━━━━━ Data records ━━━━━
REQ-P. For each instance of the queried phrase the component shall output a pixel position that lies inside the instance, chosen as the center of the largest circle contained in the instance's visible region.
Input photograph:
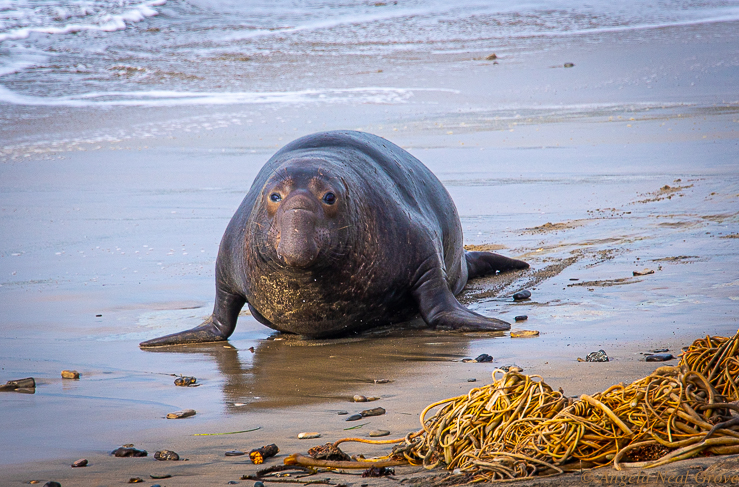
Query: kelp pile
(519, 427)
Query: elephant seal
(343, 231)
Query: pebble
(128, 451)
(659, 357)
(372, 412)
(164, 455)
(185, 381)
(599, 356)
(524, 333)
(185, 413)
(521, 295)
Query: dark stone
(521, 295)
(659, 357)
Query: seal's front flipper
(484, 263)
(440, 309)
(218, 327)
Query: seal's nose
(296, 220)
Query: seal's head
(304, 215)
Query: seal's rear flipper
(484, 263)
(440, 309)
(218, 327)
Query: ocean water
(177, 52)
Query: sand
(624, 162)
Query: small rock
(643, 272)
(185, 381)
(599, 356)
(128, 451)
(524, 333)
(164, 455)
(185, 413)
(659, 357)
(521, 295)
(372, 412)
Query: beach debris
(185, 413)
(482, 358)
(328, 452)
(184, 381)
(165, 455)
(521, 295)
(659, 357)
(258, 455)
(643, 272)
(524, 333)
(372, 412)
(27, 385)
(378, 472)
(128, 451)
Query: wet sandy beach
(588, 173)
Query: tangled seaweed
(519, 427)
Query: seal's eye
(329, 198)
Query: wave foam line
(111, 23)
(375, 95)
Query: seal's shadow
(286, 370)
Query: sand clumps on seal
(520, 427)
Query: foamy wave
(106, 22)
(373, 95)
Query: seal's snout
(297, 223)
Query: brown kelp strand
(519, 427)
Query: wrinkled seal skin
(340, 232)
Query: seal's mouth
(297, 243)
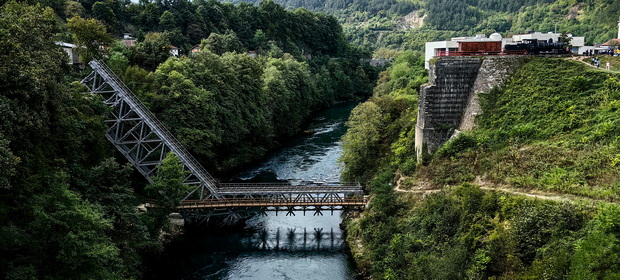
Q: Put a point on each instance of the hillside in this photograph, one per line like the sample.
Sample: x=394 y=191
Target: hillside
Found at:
x=408 y=24
x=551 y=129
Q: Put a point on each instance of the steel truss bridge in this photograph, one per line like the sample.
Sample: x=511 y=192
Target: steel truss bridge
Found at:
x=145 y=142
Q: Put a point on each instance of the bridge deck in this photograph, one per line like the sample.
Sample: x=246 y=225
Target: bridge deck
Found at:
x=286 y=188
x=274 y=202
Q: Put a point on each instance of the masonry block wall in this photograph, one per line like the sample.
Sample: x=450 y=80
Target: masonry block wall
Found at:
x=449 y=103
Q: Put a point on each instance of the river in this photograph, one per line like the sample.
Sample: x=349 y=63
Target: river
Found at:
x=277 y=246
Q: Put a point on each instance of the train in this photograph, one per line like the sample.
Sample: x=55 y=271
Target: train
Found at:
x=534 y=46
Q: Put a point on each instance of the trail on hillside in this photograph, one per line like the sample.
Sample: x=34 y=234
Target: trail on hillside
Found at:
x=578 y=59
x=488 y=186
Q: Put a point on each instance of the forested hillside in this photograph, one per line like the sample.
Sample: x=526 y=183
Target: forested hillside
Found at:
x=551 y=129
x=398 y=24
x=67 y=198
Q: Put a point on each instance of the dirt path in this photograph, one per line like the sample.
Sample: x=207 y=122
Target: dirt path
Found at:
x=488 y=186
x=578 y=59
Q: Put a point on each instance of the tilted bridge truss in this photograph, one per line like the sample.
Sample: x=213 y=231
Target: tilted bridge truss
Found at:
x=144 y=141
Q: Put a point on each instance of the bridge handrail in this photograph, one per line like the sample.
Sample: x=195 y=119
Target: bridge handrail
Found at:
x=163 y=132
x=269 y=201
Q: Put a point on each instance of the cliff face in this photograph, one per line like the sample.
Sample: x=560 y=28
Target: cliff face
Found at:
x=449 y=102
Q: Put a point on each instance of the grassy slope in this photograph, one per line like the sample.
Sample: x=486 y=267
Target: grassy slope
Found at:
x=555 y=126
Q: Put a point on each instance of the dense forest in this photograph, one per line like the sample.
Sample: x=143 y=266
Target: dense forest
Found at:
x=67 y=198
x=551 y=129
x=408 y=24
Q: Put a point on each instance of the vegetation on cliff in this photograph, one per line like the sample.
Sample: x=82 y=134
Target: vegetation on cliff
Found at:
x=552 y=128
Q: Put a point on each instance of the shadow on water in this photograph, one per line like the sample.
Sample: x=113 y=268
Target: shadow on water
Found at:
x=275 y=246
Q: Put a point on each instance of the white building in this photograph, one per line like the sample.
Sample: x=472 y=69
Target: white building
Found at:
x=71 y=50
x=576 y=42
x=431 y=48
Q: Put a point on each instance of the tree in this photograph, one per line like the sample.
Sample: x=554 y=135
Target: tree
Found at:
x=221 y=43
x=167 y=21
x=91 y=37
x=151 y=52
x=105 y=14
x=168 y=189
x=168 y=185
━━━━━
▶ _Activity_
Please retype every record shown above, exactly as written, but without pictures.

▶ _Answer to this problem_
REQ-P. For each instance of the queried phrase the component shall output a pixel position that lies inside the instance, chosen as the center of the largest circle contained in the instance's visible region.
Input photograph:
Query: kelp pile
(519, 427)
Query: elephant seal
(343, 231)
Query: pebble
(128, 451)
(659, 357)
(372, 412)
(164, 455)
(185, 381)
(599, 356)
(524, 333)
(185, 413)
(521, 295)
Query: dark stone
(521, 295)
(659, 357)
Query: seal's front flipper
(484, 263)
(440, 309)
(218, 327)
Query: seal's nose
(296, 220)
Query: seal's head
(304, 215)
Query: seal's rear flipper
(484, 263)
(440, 309)
(218, 327)
Query: ocean water
(177, 52)
Query: sand
(624, 162)
Query: small rock
(643, 272)
(185, 381)
(599, 356)
(128, 451)
(524, 333)
(164, 455)
(185, 413)
(659, 357)
(521, 295)
(372, 412)
Query: beach debris
(185, 413)
(482, 358)
(328, 452)
(184, 381)
(165, 455)
(521, 295)
(659, 357)
(258, 455)
(643, 272)
(524, 333)
(372, 412)
(27, 385)
(378, 472)
(128, 451)
Query: wet sandy beach
(588, 173)
Query: tangled seaweed
(519, 427)
Query: seal's eye
(329, 198)
Query: wave foam line
(111, 23)
(375, 95)
Query: seal's shadow
(286, 370)
Query: sand clumps on seal
(520, 427)
Query: foamy wave
(106, 22)
(373, 95)
Query: seal's snout
(297, 223)
Query: brown kelp strand
(519, 427)
Query: wrinkled seal skin
(340, 232)
Query: seal's mouth
(297, 243)
Q: Put a point on each instance of the hillside in this photograph, one per line like the sample.
Sample: x=394 y=191
Target: hillside
Found at:
x=408 y=24
x=551 y=129
Q: Put a point on each instance of the steel truss bridge in this photograph, one per line like the sample.
Sample: x=511 y=192
Target: steel truss bridge
Found at:
x=145 y=142
Q: Put a point on each instance of the bridge deck in this photograph, one per line like the sample.
Sample: x=246 y=225
Target: bridge deck
Found at:
x=286 y=188
x=274 y=202
Q: Put a point on each instance of the masonry block wall in this photograph, one per line like the sample.
Sample: x=450 y=80
Target: masonry block wall
Found at:
x=449 y=103
Q: Put a point on each instance of the river in this photograph, one per line like the sample.
Sample: x=349 y=63
Target: river
Found at:
x=277 y=246
Q: Put a point on each instance of the train in this photograph, one per line like the sample.
Sample: x=55 y=271
Target: train
Found at:
x=534 y=46
Q: Put a point on each instance of the trail on hillside in this photograph, one per line like the sample.
Sample: x=34 y=234
Target: trail on hillside
Found at:
x=578 y=59
x=488 y=186
Q: Put a point on each instance of the forested hillside in this photograph, one per line like the sample.
Sample: x=526 y=183
Target: forested hillside
Found at:
x=551 y=129
x=398 y=24
x=67 y=198
Q: Put a point on each instance of the dirt path in this photograph, one per line like the sample.
Sample: x=207 y=122
Target: dirt path
Found at:
x=488 y=186
x=578 y=59
Q: Put a point on each instance of the tilted bridge truss in this photograph, one per line like the sample.
Sample: x=213 y=231
Target: tilted bridge truss
Found at:
x=144 y=141
Q: Put a point on each instance of the bridge handrail in this photograph, one per line like the sample.
Sample: x=195 y=119
Target: bridge handrail
Found at:
x=163 y=132
x=269 y=201
Q: Put a point on each instance of the cliff face in this photograph, one per line like the sample.
Sample: x=560 y=28
Target: cliff face
Found at:
x=449 y=102
Q: Put a point on each instance of the grassy slope in this photograph, one per line like the sample.
Sample: x=486 y=267
Target: grassy slope
Found at:
x=555 y=126
Q: Put a point on each instance of the dense forest in this photograph, one per line like the sample.
Sample: x=143 y=266
Target: dense forest
Found at:
x=67 y=198
x=551 y=129
x=408 y=24
Q: Put a point on each instance of the vegetation on cliff in this photograph, one per line like the sample.
Sample: x=82 y=134
Target: vegetation on cliff
Found at:
x=552 y=128
Q: Put a point on each instance of the shadow on water in this photograph, one per line like the sample.
Sample: x=113 y=268
Target: shadow on water
Found at:
x=275 y=246
Q: Put a point on each instance of the white building in this photograph, one per line like the sample.
Sample: x=472 y=69
Target: white building
Found at:
x=71 y=50
x=576 y=42
x=431 y=48
Q: Put a point on each instance of the tree in this photograph, one per line like the sample.
Sample: x=554 y=135
Target: tree
Found at:
x=221 y=43
x=167 y=21
x=91 y=37
x=151 y=52
x=105 y=14
x=168 y=189
x=168 y=185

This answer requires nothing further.